## Task directions
Return all of the entries below, word for word. Omit each picture.

## Data to process
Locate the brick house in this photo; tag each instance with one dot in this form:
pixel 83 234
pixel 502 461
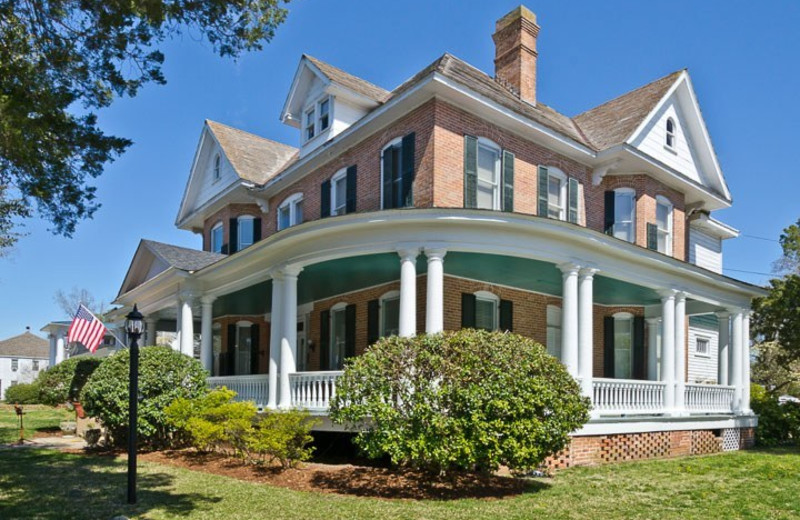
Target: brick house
pixel 458 199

## Worked solution
Locate the brick house in this photo; tag each instance with one dot in this form:
pixel 83 234
pixel 502 461
Target: brick house
pixel 458 199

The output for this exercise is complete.